EXERCISE PROMPT - Find each line of the material below in which the word "horse" occurs, and return it.

SOURCE MATERIAL -

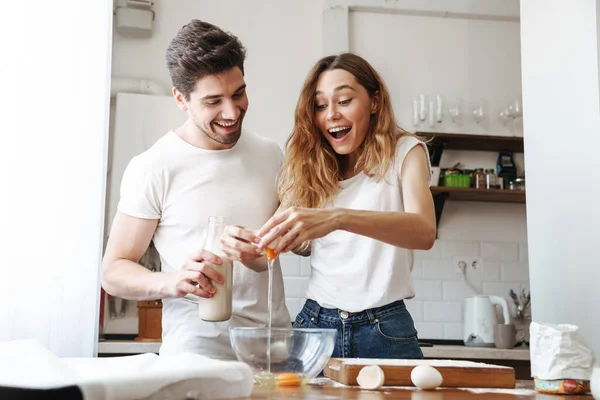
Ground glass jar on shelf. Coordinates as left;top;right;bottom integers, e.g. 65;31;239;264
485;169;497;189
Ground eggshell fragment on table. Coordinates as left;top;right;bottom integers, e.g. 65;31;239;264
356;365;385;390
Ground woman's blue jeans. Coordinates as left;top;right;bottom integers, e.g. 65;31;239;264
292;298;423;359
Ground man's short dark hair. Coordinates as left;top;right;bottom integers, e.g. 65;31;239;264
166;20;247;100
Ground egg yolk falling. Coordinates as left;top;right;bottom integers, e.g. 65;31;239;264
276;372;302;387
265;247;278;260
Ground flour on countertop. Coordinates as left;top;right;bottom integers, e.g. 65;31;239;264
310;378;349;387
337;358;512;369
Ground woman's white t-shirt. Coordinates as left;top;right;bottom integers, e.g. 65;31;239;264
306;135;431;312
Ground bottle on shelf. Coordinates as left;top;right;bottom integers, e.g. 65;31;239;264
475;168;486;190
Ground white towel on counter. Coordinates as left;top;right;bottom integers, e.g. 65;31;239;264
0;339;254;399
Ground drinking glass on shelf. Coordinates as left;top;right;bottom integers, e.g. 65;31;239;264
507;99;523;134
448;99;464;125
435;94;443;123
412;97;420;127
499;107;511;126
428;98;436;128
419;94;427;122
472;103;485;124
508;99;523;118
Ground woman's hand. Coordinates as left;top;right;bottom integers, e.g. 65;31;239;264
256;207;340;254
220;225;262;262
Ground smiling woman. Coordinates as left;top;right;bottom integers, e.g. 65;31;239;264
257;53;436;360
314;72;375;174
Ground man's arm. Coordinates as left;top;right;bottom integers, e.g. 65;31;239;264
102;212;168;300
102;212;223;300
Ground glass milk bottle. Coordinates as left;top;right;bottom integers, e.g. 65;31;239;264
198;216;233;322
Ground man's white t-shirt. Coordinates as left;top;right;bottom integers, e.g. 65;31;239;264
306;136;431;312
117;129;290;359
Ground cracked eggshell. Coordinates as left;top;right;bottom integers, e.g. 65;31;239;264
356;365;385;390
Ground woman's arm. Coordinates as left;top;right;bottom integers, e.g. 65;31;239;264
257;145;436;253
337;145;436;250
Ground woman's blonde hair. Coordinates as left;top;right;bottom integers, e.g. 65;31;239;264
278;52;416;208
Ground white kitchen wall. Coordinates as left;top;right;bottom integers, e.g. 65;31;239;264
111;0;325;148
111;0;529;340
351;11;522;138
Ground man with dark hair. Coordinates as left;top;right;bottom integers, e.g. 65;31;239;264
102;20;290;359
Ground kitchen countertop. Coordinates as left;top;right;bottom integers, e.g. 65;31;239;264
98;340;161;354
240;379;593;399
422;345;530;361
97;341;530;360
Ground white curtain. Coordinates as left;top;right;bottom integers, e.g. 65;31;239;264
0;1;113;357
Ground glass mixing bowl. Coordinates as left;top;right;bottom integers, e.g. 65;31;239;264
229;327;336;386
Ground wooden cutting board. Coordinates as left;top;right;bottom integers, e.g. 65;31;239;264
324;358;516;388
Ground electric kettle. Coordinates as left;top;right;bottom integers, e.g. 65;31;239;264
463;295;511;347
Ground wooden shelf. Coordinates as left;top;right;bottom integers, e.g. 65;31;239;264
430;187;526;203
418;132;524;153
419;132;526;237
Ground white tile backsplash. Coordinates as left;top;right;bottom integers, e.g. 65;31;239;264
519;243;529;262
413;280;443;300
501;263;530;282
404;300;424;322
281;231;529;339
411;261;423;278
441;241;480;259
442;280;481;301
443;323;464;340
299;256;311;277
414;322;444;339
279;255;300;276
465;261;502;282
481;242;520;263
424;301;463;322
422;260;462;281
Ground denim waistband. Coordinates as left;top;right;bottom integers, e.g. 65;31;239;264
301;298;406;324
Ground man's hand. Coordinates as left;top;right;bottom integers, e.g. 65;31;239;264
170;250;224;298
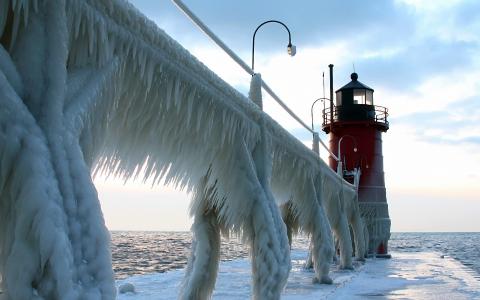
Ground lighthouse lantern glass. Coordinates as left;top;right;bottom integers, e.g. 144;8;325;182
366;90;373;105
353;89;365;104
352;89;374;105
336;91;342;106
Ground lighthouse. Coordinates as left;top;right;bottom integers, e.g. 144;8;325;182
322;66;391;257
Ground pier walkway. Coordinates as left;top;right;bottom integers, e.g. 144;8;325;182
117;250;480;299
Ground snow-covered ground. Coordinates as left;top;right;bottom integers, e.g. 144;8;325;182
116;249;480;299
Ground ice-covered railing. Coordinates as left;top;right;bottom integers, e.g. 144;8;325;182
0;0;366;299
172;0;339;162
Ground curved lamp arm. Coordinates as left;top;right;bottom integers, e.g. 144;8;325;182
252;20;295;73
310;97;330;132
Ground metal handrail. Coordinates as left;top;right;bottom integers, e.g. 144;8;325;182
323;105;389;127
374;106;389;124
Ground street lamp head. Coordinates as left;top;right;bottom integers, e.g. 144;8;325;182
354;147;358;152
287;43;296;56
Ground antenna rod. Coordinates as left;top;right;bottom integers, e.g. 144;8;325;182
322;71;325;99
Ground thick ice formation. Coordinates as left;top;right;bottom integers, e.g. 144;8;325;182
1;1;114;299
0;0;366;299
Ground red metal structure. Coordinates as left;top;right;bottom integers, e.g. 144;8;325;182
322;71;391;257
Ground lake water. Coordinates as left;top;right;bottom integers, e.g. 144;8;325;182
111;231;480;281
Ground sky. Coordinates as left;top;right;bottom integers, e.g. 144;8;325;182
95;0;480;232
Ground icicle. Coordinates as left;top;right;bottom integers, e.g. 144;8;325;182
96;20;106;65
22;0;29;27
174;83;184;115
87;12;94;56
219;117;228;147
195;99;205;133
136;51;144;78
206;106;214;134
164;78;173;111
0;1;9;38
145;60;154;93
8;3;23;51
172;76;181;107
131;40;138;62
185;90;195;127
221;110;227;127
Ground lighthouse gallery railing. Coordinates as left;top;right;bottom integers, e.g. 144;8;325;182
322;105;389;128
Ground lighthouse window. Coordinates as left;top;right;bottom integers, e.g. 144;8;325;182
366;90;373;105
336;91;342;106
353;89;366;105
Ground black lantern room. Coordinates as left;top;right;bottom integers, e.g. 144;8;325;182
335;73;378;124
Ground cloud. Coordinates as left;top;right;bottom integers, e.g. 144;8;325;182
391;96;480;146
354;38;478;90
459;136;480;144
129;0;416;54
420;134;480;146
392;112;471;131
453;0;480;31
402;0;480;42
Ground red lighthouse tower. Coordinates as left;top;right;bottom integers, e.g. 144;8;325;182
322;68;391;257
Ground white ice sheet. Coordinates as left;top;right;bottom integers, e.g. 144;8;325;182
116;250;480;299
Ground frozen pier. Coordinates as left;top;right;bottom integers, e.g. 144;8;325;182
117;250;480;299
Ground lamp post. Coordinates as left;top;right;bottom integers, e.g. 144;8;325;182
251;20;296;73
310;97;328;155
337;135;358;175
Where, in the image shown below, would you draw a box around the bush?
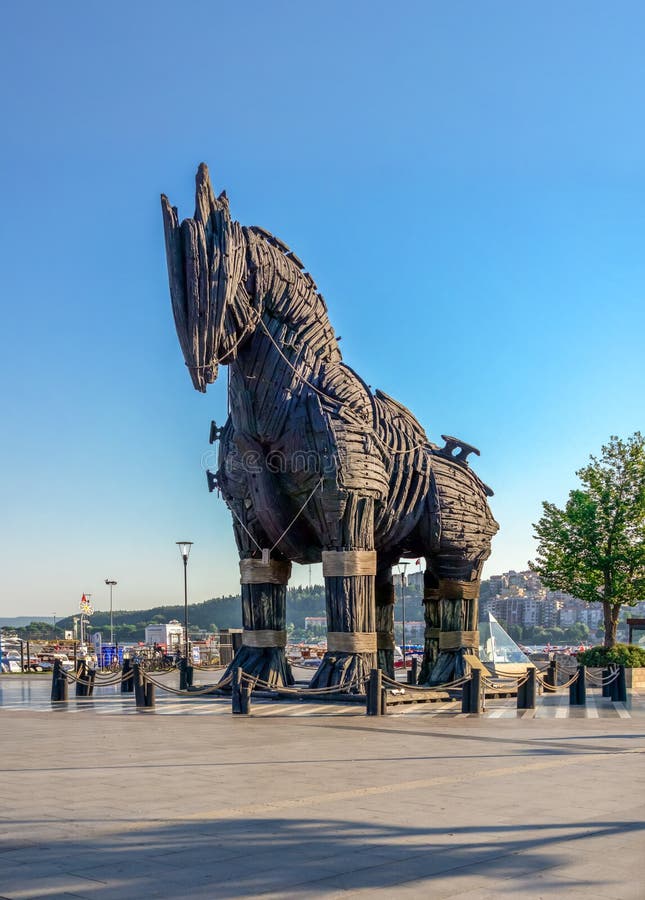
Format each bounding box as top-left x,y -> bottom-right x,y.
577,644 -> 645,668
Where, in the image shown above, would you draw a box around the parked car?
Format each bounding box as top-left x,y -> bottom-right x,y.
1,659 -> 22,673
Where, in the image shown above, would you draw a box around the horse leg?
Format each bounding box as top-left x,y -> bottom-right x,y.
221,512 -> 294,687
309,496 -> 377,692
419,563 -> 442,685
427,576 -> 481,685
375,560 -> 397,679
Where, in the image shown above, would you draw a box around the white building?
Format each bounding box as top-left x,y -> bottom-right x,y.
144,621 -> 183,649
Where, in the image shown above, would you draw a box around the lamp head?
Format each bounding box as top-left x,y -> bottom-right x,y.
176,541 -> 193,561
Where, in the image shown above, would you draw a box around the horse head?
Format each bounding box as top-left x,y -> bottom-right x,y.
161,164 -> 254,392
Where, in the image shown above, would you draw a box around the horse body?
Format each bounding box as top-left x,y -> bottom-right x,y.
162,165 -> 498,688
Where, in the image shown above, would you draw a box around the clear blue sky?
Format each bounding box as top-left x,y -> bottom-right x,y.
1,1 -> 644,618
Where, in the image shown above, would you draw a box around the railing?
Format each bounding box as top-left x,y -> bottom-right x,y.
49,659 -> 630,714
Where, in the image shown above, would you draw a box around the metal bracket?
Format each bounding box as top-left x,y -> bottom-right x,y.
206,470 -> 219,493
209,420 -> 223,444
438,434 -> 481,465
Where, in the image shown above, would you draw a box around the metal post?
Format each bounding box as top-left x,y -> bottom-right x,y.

EXPECTED ANSWER -
Where, in the image shown above, would you draw a box around the horse leg?
Where, in the image shown above, would you draw a box around the horse head?
Where, in the image shown above, would you draw a box around the horse body?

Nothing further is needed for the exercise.